Your instructions. Exactly the lines from the one with "Where can you see the white" through the end of the data below must be set down, and no pictures with them.

##### Data supplied #####

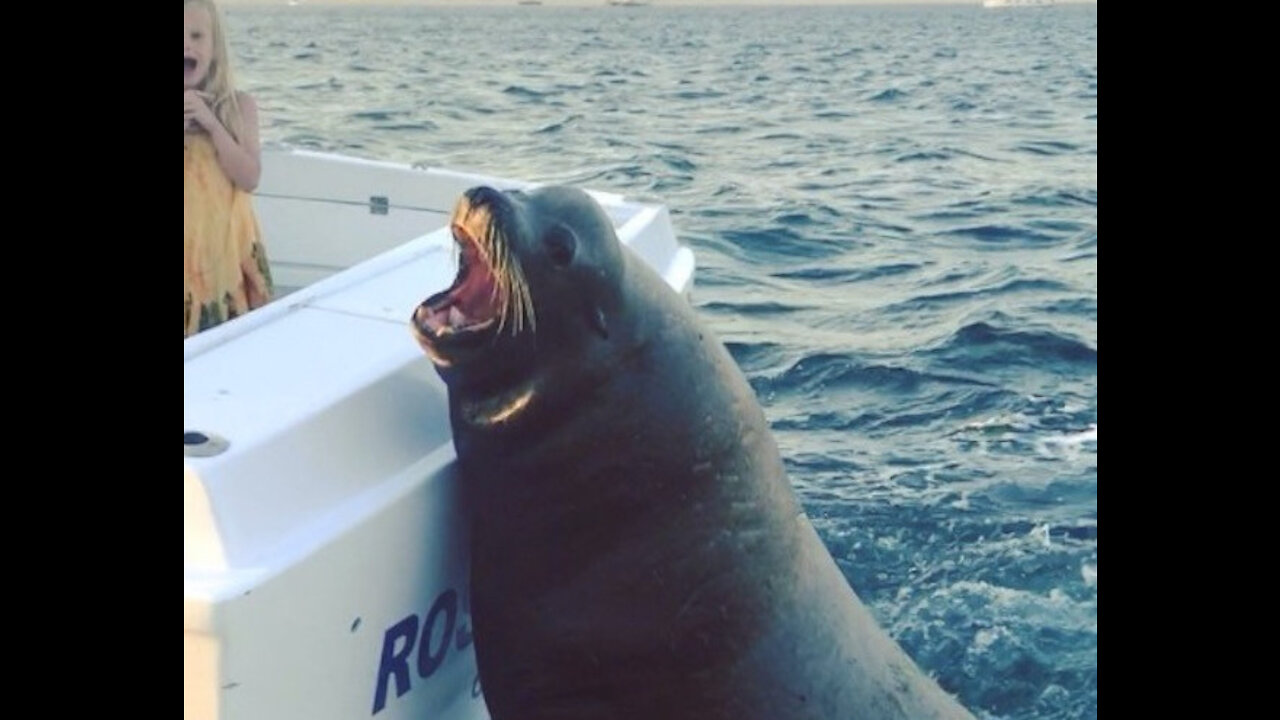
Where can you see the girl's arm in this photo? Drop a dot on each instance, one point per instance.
(240, 160)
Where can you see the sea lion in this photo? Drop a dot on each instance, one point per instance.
(638, 551)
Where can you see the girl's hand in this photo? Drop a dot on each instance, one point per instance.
(195, 110)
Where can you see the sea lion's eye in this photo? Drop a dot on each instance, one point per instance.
(561, 245)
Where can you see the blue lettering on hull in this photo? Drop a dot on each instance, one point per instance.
(432, 637)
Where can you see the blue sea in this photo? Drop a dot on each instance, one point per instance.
(895, 217)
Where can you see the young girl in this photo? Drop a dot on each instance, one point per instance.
(224, 264)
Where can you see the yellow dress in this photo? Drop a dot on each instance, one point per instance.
(223, 259)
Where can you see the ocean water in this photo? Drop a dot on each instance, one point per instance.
(895, 218)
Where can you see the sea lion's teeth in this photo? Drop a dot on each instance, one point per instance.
(456, 317)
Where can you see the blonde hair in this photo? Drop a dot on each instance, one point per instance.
(219, 82)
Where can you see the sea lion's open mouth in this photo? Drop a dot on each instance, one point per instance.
(489, 290)
(472, 302)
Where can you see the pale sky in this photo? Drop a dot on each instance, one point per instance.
(603, 1)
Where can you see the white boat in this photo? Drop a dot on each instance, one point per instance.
(1016, 3)
(324, 555)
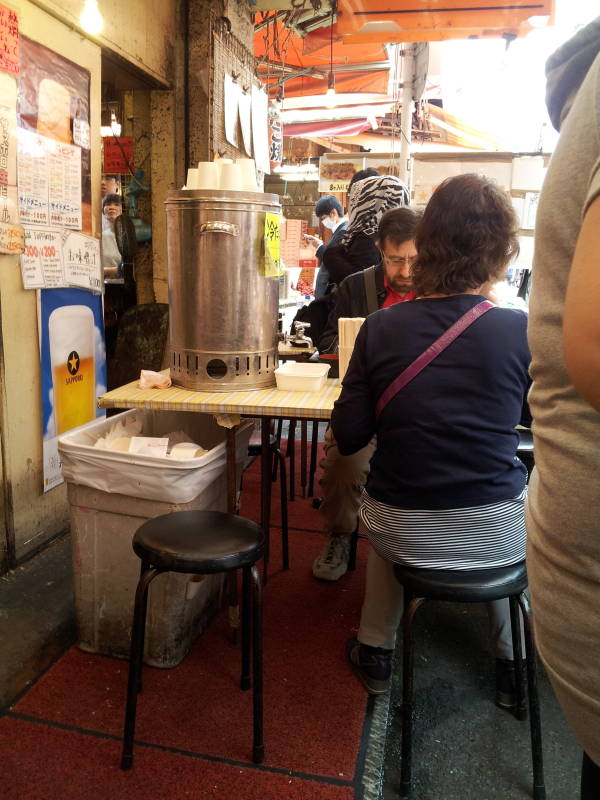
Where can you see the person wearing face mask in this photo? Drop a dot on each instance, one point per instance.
(330, 214)
(359, 295)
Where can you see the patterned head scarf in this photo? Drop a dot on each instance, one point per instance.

#####

Result of the exercise.
Where can you see the white boat in this photo? Drop a dot on each instance, one point per instance.
(1016, 3)
(324, 555)
Where can you see the person wearing face mask in this photo? Drop a dot on each instance, one point per instance.
(330, 214)
(359, 295)
Where can you see the patterned head scarf in this photo? Drop a dot on each instance, one point per instance.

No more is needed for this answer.